• EXERCISE TASKS
1 > Reproduce the passage of the Front Street editorial from "One of the main" to "in the harbour.".
2 > For each statement, say yes or no as to whether the Front Street editorial supports it, and quote the words that decide it. (a) The work on Front Street is to be carried out after the busy season ends. (b) Illegal parking on Front Street includes cars parked on the sidewalks. (c) A timeline for the road repairs has already been announced.
3 > Condense the paragraph of the Front Street editorial that begins "Another connected issue" into a shorter version that keeps its main facts.

READING PASSAGE START

News that road repairs and sidewalk improvements on Front Street are soon starting (see related story) was no doubt welcomed throughout the hospitality industry. With a growing number of persons expected to flood the Philipsburg shopping area in the coming period after many months of being reduced to practically a “ghost town” because of the COVID-19 crisis, this is something that just can’t wait.
No timeline could yet be given, but it’s only going to get more crowded leading up to Christmas, with the peak in terms of visitors early next year. The work must therefore be done during the busy season, hopefully at night.
It’s very important to enhance the comfort and safety of pedestrians especially with thousands disembarking cruise ships on a given day. Given today’s World Wide Web and social media, any regrettable incident resulting from shortcomings in infrastructure and public facilities can easily spark a wave of negative publicity the destination can well do without certainly under the current socioeconomic circumstances.
One of the main problems is people parking their cars illegally, including on the sidewalks. This can be addressed with, for example, bollards on strategic locations, but also by closing at least part of the street to motorised traffic as is normally done with multiple vessels in the harbour.
Another connected issue that should be tackled before too long is the situation on the road to Pointe Blanche, with hundreds of passengers walking along Juancho Yrausquin Boulevard as trailers with huge containers and other heavy trucks rush to and from the cargo port. Despite the presence of a guardrail this creates a real potential danger, particularly when it rains and part of the footpath is flooded.
Either freight operations are moved elsewhere, or these guests need to be led to town via a different route, preferably on a seaside boardwalk past Chesterfields, Bobby’s Marina, etcetera, for which plans already exist. If not, it will unfortunately remain a very bad accident just waiting to happen.

READING PASSAGE END
DATA EXCERPTS START

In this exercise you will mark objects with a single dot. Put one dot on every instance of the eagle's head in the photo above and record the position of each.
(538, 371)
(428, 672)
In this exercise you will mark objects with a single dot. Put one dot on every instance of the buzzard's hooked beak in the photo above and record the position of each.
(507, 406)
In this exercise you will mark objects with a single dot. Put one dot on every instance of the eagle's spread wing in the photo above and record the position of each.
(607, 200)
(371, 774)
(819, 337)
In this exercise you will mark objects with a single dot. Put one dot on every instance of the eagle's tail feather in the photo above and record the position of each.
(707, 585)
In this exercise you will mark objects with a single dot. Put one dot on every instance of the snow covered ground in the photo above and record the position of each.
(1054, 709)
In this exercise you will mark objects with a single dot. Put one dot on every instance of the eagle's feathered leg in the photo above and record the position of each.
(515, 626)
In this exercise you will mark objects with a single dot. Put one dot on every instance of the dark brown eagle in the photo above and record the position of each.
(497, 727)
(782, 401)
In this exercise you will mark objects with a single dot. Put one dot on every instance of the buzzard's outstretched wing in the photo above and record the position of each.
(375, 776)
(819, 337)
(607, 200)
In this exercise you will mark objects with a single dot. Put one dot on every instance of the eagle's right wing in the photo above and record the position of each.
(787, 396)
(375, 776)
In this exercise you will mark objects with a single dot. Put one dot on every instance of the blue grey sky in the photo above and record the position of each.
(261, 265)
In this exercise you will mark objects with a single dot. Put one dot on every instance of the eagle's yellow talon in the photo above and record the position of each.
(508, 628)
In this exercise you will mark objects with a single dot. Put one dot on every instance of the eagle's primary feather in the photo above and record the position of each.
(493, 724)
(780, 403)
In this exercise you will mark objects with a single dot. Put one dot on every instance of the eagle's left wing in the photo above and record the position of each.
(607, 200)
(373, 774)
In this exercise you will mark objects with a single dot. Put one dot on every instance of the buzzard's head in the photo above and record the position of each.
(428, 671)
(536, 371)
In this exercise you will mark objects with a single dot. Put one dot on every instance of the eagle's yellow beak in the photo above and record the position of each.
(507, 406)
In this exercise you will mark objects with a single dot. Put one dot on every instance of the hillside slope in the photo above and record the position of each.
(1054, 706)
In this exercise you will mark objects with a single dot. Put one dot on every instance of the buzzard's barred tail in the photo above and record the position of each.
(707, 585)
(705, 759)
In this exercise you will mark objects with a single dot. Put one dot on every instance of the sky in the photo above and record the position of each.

DATA EXCERPTS END

• ANSWER SECTION
1 >
One of the main problems is people parking their cars illegally, including on the sidewalks. This can be addressed with, for example, bollards on strategic locations, but also by closing at least part of the street to motorised traffic as is normally done with multiple vessels in the harbour.

2 >
(a) No: "The work must therefore be done during the busy season, hopefully at night."
(b) Yes: "One of the main problems is people parking their cars illegally, including on the sidewalks."
(c) No: "No timeline could yet be given"

3 > The road to Pointe Blanche also needs attention soon. Hundreds of passengers walk along Juancho Yrausquin Boulevard while container trailers and other heavy trucks travel to and from the cargo port. Although there is a guardrail, this is a real potential danger, especially when rain floods part of the footpath.